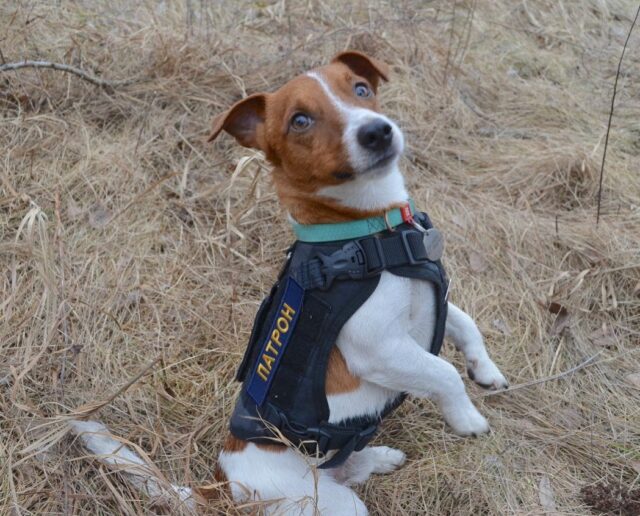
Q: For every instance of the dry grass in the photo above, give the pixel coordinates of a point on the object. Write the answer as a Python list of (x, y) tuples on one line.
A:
[(124, 238)]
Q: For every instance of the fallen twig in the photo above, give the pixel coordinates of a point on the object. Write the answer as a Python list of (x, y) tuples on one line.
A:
[(509, 390), (91, 408), (61, 67)]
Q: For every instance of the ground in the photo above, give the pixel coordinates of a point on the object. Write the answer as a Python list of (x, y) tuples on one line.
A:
[(128, 245)]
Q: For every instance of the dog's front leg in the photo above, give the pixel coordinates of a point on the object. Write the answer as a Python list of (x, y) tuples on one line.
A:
[(466, 336), (400, 364)]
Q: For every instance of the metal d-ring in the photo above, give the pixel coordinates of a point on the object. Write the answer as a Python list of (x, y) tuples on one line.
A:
[(386, 221)]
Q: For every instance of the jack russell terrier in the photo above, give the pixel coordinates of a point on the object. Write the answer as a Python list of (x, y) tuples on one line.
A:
[(358, 314)]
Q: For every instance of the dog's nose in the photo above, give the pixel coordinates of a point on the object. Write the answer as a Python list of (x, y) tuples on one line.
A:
[(376, 135)]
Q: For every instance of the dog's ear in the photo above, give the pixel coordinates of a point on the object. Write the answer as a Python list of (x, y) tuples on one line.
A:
[(364, 66), (244, 121)]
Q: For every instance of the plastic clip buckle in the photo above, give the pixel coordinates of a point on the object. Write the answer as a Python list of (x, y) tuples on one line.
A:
[(347, 262)]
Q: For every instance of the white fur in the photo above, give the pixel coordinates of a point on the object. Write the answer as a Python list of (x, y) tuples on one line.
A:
[(365, 193), (142, 474), (385, 344)]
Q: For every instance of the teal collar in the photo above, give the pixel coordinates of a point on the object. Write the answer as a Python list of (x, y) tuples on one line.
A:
[(349, 230)]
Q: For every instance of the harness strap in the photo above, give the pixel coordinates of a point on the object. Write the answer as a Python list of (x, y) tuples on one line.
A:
[(345, 437), (363, 258)]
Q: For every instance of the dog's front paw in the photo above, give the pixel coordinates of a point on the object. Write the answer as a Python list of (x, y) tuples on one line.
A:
[(467, 421), (486, 374), (386, 459)]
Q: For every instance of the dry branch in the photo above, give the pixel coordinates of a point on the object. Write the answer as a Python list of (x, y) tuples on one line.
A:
[(61, 67)]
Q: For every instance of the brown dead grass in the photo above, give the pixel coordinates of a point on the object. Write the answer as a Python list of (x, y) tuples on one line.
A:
[(124, 238)]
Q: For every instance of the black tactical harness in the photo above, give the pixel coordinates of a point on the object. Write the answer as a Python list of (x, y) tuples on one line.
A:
[(284, 367)]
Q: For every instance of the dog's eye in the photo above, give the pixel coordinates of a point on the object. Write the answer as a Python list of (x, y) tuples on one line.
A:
[(362, 90), (300, 122)]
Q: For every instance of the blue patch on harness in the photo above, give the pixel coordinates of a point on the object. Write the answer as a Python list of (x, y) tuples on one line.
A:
[(276, 342)]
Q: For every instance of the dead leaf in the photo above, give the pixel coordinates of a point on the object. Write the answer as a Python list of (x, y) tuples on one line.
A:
[(98, 216), (562, 321), (633, 379), (604, 337), (546, 496), (73, 210), (501, 326), (477, 262), (556, 308), (459, 221), (568, 417)]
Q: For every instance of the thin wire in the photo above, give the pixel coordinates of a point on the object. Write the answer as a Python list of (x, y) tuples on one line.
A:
[(613, 100)]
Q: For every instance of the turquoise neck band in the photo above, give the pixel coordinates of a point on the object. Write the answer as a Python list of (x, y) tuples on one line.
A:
[(349, 230)]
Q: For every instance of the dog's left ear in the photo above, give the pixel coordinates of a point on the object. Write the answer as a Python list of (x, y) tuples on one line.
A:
[(364, 66)]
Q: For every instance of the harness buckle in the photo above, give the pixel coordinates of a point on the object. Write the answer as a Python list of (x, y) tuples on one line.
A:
[(350, 262), (407, 248)]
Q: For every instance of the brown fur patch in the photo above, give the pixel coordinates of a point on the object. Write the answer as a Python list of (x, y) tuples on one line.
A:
[(339, 379)]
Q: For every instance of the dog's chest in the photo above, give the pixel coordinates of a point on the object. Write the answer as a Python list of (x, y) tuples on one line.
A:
[(399, 306)]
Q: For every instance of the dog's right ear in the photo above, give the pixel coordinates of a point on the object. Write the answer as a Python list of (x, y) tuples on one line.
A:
[(244, 121)]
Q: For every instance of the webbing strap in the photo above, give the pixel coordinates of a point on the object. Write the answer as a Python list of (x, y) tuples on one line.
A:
[(363, 258)]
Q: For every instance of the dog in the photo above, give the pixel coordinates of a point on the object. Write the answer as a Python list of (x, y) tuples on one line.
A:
[(335, 160)]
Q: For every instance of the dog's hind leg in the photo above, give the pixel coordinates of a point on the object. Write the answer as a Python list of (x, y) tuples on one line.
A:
[(282, 482), (372, 459), (466, 336)]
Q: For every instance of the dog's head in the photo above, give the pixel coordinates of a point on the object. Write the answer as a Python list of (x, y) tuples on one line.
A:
[(322, 130)]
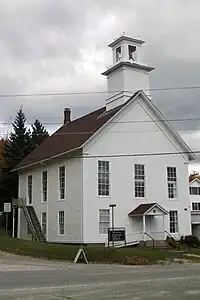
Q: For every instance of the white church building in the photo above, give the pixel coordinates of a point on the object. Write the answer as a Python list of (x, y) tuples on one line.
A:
[(125, 153)]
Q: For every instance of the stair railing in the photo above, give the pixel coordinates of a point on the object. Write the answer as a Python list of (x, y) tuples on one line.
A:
[(28, 219), (147, 234)]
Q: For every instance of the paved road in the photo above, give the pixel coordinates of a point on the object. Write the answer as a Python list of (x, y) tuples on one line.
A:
[(26, 278)]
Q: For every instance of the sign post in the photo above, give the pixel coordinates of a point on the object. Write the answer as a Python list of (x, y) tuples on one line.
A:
[(7, 209), (116, 235), (113, 220)]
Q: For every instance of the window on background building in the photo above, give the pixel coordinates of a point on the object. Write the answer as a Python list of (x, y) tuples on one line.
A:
[(173, 221), (103, 178), (62, 182), (61, 222), (196, 206), (104, 221), (44, 222), (139, 177), (194, 190), (30, 189), (44, 186), (172, 182)]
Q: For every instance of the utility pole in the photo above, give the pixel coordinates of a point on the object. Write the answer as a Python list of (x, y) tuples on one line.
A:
[(113, 222)]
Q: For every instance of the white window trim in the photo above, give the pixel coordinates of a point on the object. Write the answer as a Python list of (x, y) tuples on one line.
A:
[(178, 223), (195, 202), (27, 202), (145, 186), (175, 198), (59, 199), (59, 234), (41, 180), (103, 234), (46, 221), (110, 183), (192, 187)]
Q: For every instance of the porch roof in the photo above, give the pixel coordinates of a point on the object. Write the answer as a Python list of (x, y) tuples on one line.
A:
[(145, 208)]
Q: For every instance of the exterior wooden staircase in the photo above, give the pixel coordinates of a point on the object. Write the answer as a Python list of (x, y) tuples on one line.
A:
[(32, 220), (37, 232)]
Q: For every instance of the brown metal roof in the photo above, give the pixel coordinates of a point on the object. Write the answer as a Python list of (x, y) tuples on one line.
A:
[(70, 136), (141, 209)]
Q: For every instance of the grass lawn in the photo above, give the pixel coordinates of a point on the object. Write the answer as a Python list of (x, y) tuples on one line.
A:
[(95, 254)]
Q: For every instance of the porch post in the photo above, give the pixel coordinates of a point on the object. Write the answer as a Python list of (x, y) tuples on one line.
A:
[(164, 225), (13, 232), (19, 223), (144, 227)]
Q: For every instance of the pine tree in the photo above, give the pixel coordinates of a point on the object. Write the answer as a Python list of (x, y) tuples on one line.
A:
[(39, 133), (18, 146)]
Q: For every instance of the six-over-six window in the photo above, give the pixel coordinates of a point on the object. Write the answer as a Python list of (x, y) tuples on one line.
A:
[(139, 178), (172, 182), (62, 182), (104, 221), (44, 186), (103, 178), (173, 221)]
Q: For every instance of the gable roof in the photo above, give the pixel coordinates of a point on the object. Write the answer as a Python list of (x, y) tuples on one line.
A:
[(143, 209), (69, 137), (75, 134)]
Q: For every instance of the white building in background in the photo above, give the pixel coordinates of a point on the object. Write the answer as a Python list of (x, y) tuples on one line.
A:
[(194, 188), (125, 153)]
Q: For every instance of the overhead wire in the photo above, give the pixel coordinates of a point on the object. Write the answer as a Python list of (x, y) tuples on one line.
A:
[(113, 155), (95, 92)]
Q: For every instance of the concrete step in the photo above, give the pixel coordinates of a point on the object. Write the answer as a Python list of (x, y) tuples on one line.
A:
[(157, 244)]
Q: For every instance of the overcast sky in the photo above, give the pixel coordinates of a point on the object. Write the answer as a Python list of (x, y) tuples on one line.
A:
[(50, 46)]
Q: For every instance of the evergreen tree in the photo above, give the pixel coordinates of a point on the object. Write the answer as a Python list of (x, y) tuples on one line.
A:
[(18, 146), (39, 133)]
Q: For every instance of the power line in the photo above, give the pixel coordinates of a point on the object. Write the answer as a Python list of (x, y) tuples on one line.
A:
[(115, 131), (95, 92), (113, 155), (119, 122)]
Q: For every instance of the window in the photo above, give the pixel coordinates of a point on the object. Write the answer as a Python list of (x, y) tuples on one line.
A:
[(103, 178), (172, 182), (131, 52), (44, 186), (44, 222), (194, 190), (62, 182), (118, 54), (196, 206), (139, 177), (61, 222), (104, 221), (30, 189), (173, 221)]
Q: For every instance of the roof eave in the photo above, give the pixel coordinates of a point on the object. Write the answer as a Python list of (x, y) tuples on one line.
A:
[(128, 64), (126, 38), (45, 160)]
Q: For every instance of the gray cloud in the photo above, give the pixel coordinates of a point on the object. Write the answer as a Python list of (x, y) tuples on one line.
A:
[(55, 46)]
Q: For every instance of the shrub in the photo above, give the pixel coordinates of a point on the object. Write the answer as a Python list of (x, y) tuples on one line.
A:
[(171, 242), (191, 241)]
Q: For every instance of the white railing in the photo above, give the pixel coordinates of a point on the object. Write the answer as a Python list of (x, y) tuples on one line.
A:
[(156, 236), (140, 236)]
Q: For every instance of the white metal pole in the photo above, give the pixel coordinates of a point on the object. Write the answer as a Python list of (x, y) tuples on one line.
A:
[(144, 227), (13, 233)]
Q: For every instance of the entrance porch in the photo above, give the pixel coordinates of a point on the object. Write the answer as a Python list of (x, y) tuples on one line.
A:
[(148, 223)]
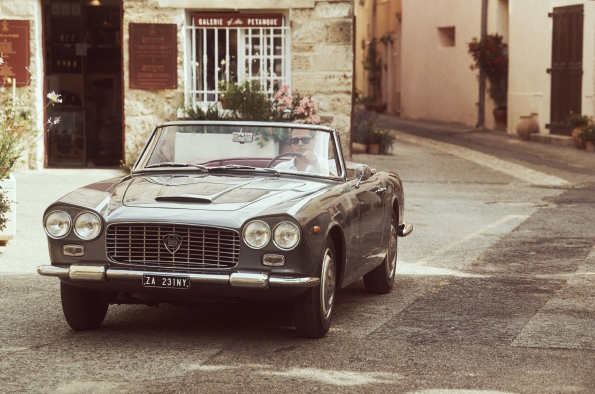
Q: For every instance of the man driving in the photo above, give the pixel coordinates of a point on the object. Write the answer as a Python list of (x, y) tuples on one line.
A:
[(303, 141)]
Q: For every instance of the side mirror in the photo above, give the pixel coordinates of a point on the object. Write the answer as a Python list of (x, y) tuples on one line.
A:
[(362, 173)]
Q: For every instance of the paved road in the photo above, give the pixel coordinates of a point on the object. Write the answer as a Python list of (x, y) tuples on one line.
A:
[(495, 293)]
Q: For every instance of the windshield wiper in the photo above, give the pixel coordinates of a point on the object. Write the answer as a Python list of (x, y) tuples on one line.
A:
[(232, 167), (242, 167), (174, 164)]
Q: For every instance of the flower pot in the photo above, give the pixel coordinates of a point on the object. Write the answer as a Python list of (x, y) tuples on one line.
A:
[(378, 108), (526, 127), (285, 147), (373, 149), (578, 142), (357, 147), (500, 115)]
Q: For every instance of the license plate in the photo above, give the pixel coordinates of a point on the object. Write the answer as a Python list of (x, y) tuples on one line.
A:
[(170, 282)]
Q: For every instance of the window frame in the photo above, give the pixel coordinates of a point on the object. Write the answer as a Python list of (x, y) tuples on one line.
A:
[(203, 96)]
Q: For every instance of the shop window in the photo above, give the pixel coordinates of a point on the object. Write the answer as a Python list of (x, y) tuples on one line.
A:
[(234, 48), (447, 36)]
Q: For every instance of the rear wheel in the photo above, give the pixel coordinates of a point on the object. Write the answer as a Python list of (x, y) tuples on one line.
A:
[(314, 310), (83, 309), (382, 278)]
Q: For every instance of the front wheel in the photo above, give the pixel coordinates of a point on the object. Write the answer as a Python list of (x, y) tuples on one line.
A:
[(314, 310), (83, 309), (382, 278)]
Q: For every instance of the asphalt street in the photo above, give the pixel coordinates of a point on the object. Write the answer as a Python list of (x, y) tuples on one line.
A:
[(495, 292)]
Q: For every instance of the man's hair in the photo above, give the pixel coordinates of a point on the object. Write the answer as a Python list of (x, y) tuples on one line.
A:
[(312, 132)]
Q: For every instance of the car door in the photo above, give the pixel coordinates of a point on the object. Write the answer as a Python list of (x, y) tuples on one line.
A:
[(369, 242), (370, 196)]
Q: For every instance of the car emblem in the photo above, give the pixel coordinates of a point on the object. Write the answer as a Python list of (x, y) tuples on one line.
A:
[(172, 242)]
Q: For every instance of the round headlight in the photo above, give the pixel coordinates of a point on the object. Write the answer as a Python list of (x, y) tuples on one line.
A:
[(286, 235), (257, 234), (57, 224), (87, 226)]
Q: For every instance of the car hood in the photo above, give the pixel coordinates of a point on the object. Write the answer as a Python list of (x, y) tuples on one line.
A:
[(221, 193)]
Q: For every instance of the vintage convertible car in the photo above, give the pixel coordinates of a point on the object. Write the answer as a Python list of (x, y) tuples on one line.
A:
[(227, 211)]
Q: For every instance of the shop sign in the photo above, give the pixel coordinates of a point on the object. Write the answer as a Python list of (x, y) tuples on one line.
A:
[(237, 20), (14, 50), (153, 49)]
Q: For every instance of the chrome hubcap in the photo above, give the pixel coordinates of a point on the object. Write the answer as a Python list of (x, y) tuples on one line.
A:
[(327, 284)]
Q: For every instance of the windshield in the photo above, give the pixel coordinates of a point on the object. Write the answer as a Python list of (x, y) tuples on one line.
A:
[(292, 148)]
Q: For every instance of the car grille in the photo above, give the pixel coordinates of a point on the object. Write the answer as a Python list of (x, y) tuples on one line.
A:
[(143, 246)]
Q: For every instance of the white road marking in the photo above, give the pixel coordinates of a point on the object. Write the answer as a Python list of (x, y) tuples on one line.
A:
[(441, 251), (337, 378), (404, 268), (516, 170)]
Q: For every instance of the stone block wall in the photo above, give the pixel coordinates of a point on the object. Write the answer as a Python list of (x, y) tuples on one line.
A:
[(321, 64)]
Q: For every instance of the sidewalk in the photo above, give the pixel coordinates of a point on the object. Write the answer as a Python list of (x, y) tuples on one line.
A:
[(564, 161), (36, 189)]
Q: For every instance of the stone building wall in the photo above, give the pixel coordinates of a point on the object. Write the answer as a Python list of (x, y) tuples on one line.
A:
[(321, 61)]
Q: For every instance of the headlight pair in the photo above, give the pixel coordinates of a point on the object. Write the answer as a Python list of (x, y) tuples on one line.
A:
[(58, 224), (257, 235)]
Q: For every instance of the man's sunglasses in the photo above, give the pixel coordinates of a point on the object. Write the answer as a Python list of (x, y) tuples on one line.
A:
[(305, 140)]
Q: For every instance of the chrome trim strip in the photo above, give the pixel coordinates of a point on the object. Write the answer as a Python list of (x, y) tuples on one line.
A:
[(249, 279), (404, 229), (281, 281), (99, 273), (50, 270), (95, 273)]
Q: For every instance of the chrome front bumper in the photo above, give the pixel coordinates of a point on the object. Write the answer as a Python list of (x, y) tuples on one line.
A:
[(100, 273)]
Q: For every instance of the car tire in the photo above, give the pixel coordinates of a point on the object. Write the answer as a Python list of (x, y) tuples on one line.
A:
[(83, 309), (382, 278), (314, 310)]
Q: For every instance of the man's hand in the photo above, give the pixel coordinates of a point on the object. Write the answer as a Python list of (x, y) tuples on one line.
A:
[(311, 157)]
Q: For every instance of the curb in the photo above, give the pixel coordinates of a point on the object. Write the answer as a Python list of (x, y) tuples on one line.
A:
[(552, 139)]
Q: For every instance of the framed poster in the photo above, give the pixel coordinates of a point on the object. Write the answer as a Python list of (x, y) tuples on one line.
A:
[(56, 9), (153, 49), (75, 9), (65, 9), (14, 46)]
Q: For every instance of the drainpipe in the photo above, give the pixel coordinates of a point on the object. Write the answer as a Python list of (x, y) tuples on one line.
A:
[(482, 77)]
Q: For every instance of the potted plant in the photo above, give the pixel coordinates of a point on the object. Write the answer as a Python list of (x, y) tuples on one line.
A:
[(373, 66), (490, 55), (577, 122), (222, 85), (587, 134), (363, 129), (246, 101)]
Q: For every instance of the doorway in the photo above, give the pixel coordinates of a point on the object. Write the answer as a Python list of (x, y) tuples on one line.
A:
[(567, 66), (83, 63)]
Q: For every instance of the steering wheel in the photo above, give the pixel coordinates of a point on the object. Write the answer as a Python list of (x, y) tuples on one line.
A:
[(274, 159)]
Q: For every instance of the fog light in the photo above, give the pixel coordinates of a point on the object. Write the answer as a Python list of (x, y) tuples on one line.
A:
[(273, 260), (73, 250)]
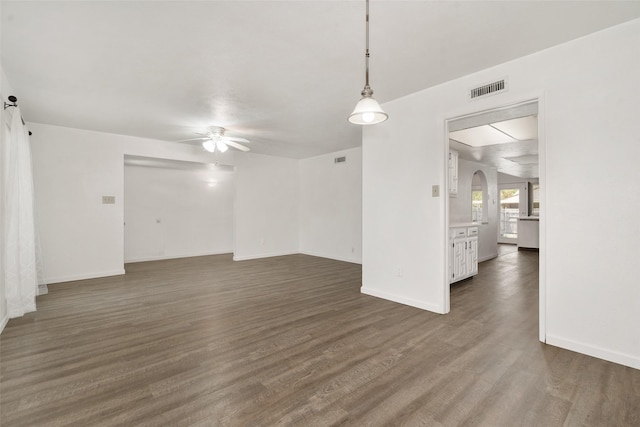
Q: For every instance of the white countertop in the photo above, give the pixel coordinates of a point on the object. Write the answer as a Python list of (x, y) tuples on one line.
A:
[(464, 224)]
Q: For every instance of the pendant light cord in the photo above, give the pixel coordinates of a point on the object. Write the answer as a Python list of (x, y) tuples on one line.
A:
[(366, 55)]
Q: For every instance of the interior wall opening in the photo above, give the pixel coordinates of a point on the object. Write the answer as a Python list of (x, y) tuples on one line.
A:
[(493, 188), (176, 209)]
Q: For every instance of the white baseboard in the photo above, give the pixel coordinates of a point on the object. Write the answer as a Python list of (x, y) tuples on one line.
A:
[(488, 257), (351, 260), (3, 322), (84, 276), (424, 305), (595, 351), (258, 256), (163, 257)]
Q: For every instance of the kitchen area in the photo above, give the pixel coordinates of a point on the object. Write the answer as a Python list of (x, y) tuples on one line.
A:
[(493, 186)]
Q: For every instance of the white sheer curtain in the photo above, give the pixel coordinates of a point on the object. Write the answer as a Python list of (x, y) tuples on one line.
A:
[(19, 245)]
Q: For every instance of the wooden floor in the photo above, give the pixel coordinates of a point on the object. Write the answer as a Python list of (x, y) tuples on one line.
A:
[(291, 341)]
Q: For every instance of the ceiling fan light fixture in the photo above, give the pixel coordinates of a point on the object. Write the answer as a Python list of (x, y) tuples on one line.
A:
[(367, 111), (209, 146), (221, 146)]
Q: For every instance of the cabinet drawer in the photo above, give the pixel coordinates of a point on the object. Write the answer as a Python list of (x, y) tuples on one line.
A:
[(456, 233)]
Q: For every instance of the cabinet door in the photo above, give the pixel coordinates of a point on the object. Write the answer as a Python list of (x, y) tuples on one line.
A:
[(459, 259), (472, 256)]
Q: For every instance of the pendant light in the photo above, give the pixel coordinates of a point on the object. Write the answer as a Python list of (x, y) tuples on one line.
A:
[(367, 111)]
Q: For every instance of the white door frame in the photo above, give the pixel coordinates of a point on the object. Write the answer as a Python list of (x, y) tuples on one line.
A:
[(481, 106)]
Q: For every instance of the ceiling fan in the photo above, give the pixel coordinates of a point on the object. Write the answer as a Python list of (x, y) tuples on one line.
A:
[(215, 139)]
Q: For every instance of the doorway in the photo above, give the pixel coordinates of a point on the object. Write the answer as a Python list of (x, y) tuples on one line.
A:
[(509, 207), (506, 139)]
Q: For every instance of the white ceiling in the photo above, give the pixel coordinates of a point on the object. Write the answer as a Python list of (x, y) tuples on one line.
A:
[(511, 146), (284, 74)]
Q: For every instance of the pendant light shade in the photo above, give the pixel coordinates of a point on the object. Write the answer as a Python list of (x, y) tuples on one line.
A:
[(367, 111)]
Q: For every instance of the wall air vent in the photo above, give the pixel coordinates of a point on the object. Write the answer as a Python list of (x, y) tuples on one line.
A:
[(488, 89)]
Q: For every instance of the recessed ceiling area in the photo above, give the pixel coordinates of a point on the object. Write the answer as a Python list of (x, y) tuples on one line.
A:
[(283, 74), (511, 146)]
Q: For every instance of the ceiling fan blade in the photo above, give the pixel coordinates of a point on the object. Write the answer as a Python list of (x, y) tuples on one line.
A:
[(230, 143), (192, 139), (236, 139)]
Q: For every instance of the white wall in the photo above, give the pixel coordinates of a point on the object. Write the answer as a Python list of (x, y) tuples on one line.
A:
[(460, 206), (73, 168), (266, 206), (177, 209), (331, 206), (5, 91), (588, 91)]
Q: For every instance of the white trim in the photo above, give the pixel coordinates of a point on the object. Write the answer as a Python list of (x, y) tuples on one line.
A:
[(160, 258), (351, 260), (4, 322), (542, 181), (503, 101), (594, 351), (424, 305), (487, 258), (85, 276), (258, 256)]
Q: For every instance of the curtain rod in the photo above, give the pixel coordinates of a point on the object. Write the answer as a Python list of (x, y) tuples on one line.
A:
[(14, 103)]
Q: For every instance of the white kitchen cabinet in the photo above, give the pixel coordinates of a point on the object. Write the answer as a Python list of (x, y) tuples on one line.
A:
[(453, 173), (463, 255)]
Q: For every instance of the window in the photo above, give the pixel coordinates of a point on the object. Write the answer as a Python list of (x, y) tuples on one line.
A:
[(535, 204)]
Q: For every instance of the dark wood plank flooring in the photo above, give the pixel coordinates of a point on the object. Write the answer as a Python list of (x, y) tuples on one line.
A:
[(291, 341)]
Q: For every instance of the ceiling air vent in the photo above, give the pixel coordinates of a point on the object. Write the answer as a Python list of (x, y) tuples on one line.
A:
[(488, 89)]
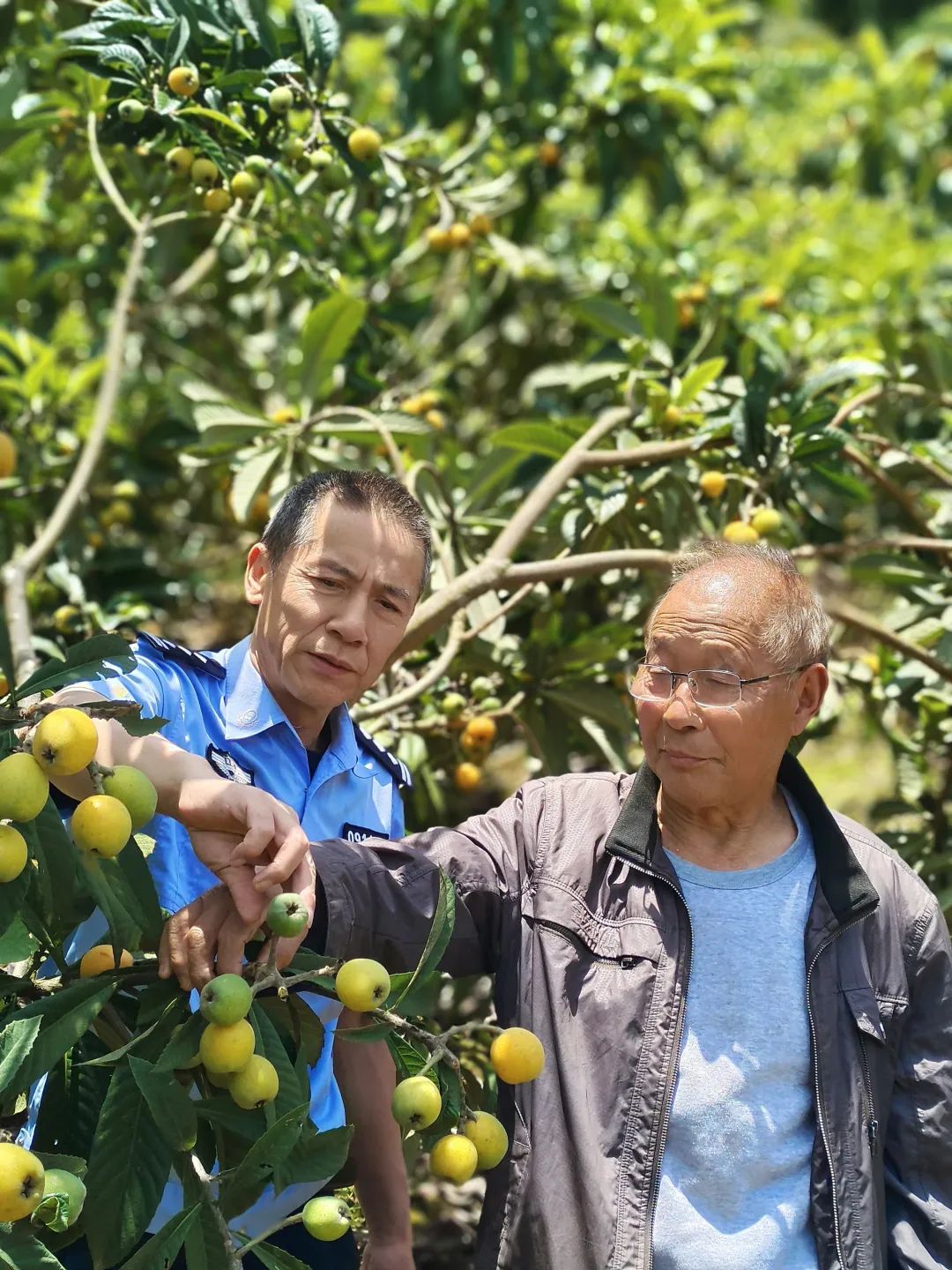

§ ACTION ITEM
Some lines in the material contain "harness". Show all of them.

§ COMPLETED TASK
Q: For every instance of the harness strap in the photo above, give the pixel coordinates of a point on the object. Write the answer as a Python list of (x, y) tuples on one line.
Q: For every instance of the black tactical harness in the photo above, give the pixel coordinates of a point on the object. Write the answer as a Python list of (x, y) tuples on one line.
Q: For every instance of the blue patch on harness in the photo above, give the pixel coordinates of a point on the object. Write the answer as a Python list of (x, y) tuples on one line.
Q: For every instance of the harness buckle in the photo above, give the pixel coordinates of a point on the object. Write the answer as a Python list of (x, y) tuples on one line.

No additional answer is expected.